**Actions to take:**
[a] In the commentary on the draft Mental Health Bill, reproduce the passage between "There is no framework" and "ECT and psychosurgery?", inclusive.
[b] Render this sentence from the commentary on the draft Mental Health Bill into Spanish: "There will be significant reliance on the expert panel."
[c] Carry on the commentary on the draft Mental Health Bill from the point where it stops.

**Supplied passage:**

===============

The demands on resources by increased numbers of qualifying patients and demands on Tribunals will require major human and economic investment so diverting funds from patient groups not subject to compulsory powers.

The requirement for the healthcare professional to share information would benefit from further clarity to avoid confusion.

The absence of any equivalent consent to treatment protection under section 58 and the SOAD role leave patients only with the protection of the care plan which is likely to be inadequate as plans will be generic to avoid regular returns to Tribunals for amendment.

5. Is the proposed institutional framework appropriate and sufficient for the enforcement of measures contained in the draft Bill?

The role of the Tribunal as the independent body which both makes the order and hears the appeal creates an opportunity for challenge under Articles 5(4) and 6 ECHR. Additionally, there is major doubt over the ability of the Tribunal to deal with its workload leading to delays. There will be significant reliance on the expert panel.

There is no framework allowing the detaining NHS Trust to apply to the MHAT where it believes there has been an error of law. It will continue to have to rely on the mechanism of judicial review in the High Court (as now) which seems a missed opportunity.

6. Are the safeguards against abuse adequate? Are the safeguards in respect of particularly vulnerable groups, for example children, sufficient? Are there enough safeguards against misuse of aggressive procedures such as ECT and psychosurgery?

The protections are patchy. There is no protection for children under 16 (unlike the 2002 draft) and we would propose an automatic right to all children to apply to a Tribunal after 3 months.

===============

Items from a dataset:
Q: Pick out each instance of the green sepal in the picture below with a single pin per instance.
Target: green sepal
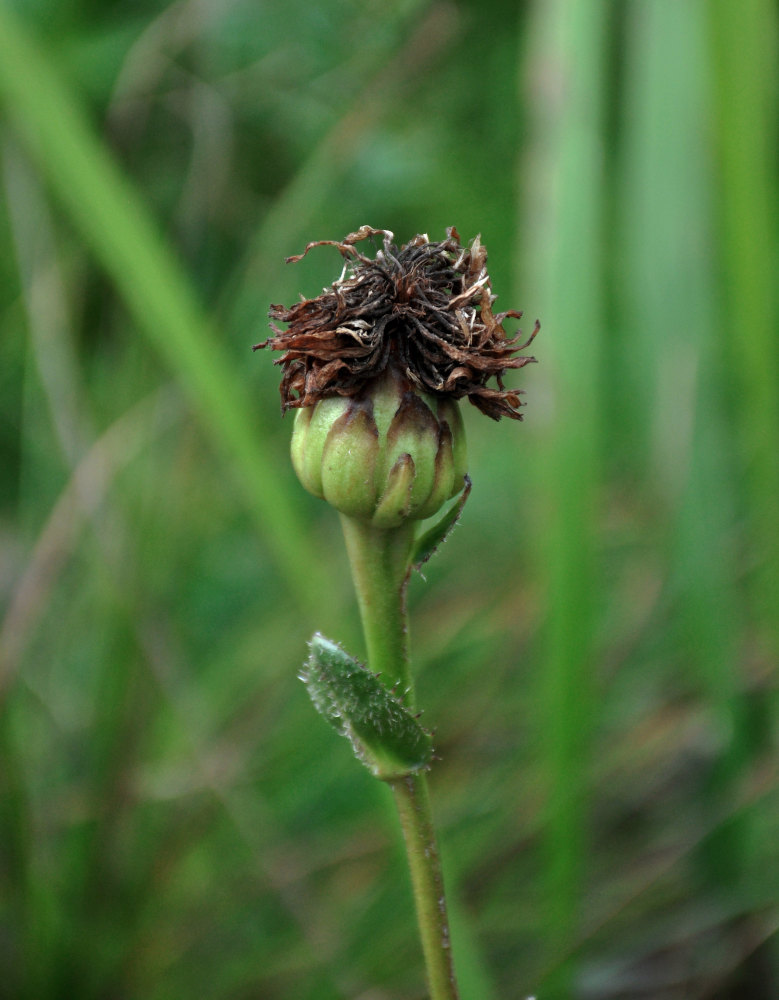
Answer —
(384, 735)
(427, 544)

===============

**Task-by-task outputs:**
[a]
There is no framework allowing the detaining NHS Trust to apply to the MHAT where it believes there has been an error of law. It will continue to have to rely on the mechanism of judicial review in the High Court (as now) which seems a missed opportunity.

6. Are the safeguards against abuse adequate? Are the safeguards in respect of particularly vulnerable groups, for example children, sufficient? Are there enough safeguards against misuse of aggressive procedures such as ECT and psychosurgery?

[b] Se dependerá en gran medida del panel de expertos.

[c]
Children should have increased safeguards to avoid their placement on adult wards, where they face an increased risk of abuse.

Why just ECT? What other aggressive or controversial procedures will be safeguarded? In an emergency the clinical supervisor can authorise ECT. Where the clinical supervisor is not a doctor this should be prohibited.

The powers and functions of CHAI as successor to the MHAC are not sufficiently clear.

See responses to 4 and 8.

7. Is the balance struck between what has been included on the face of the draft Bill, and what goes into Regulations and the Code of Practice right?

No, but it is impossible to comment in the absence of Regulations and the Code of Practice. Guiding principles and key provisions should be included in the primary legislation similar to the Children Act 1989 and the Mental Capacity Bill.

As lawyers we believe too many key questions are left to Regulation and the Code of Practice which makes the legislation susceptible to legal challenges given its key effect, the deprivation of liberty under Article 5(1) ECHR e.g.

  • which category of person can be treated in the community?
  • when can the clinical supervisor be denied the right to discharge?
  • what decisions will be reserved to the Tribunal and their powers?
  • who can detain under the equivalent section 5?


8. Is the Draft Mental Health Bill adequately integrated with the Mental Capacity Bill (as introduced in the House of Commons on 17 July 2004)?

The case of HL v UK highlights a key area left unresolved. There is a lack of clarity around which Bill would apply to this group of patient and in what circumstances. The relationship between the two Bills needs further clarification.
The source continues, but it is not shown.